:: Stored items from a collection ::
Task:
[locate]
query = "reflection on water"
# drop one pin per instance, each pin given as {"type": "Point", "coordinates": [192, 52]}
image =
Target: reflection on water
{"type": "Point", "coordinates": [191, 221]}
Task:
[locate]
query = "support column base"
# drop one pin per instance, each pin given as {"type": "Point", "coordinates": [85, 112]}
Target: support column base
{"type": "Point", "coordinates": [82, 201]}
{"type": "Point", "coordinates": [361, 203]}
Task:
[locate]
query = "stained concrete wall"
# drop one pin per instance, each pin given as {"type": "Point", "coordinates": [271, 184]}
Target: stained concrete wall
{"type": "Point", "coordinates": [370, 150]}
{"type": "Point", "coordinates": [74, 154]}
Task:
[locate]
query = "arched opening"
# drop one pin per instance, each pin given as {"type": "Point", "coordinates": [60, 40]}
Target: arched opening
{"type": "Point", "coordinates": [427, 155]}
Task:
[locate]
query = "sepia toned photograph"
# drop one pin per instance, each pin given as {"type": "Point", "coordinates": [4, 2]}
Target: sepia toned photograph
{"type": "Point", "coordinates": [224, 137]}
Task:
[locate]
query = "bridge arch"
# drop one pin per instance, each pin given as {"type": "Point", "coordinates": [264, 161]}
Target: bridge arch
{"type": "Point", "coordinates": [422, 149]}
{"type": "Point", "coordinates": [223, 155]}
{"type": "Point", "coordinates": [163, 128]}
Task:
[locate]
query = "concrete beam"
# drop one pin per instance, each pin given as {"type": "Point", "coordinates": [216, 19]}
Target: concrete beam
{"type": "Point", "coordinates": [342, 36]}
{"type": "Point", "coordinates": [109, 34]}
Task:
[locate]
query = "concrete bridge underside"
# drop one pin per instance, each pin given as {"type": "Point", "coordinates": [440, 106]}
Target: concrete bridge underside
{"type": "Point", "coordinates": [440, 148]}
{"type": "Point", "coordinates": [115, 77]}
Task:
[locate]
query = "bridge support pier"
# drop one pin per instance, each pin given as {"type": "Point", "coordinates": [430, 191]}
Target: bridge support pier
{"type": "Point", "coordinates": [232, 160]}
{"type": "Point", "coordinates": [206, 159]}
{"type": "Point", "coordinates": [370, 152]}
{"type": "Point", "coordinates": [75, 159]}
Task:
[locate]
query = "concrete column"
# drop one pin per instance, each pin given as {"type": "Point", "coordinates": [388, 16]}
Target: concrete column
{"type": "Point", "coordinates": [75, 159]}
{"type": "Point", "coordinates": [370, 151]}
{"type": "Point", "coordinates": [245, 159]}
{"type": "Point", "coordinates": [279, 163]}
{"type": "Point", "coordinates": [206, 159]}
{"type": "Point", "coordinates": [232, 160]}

:: Work request ::
Whenever a line of the entries contains the string "query", copy that line.

:: Task output ::
query = "reflection on water"
query = "support column base"
query = "stained concrete wall"
query = "arched opening"
query = "sepia toned photograph"
query = "bridge arch"
query = "concrete beam"
query = "concrete bridge underside"
query = "bridge support pier"
query = "concrete column"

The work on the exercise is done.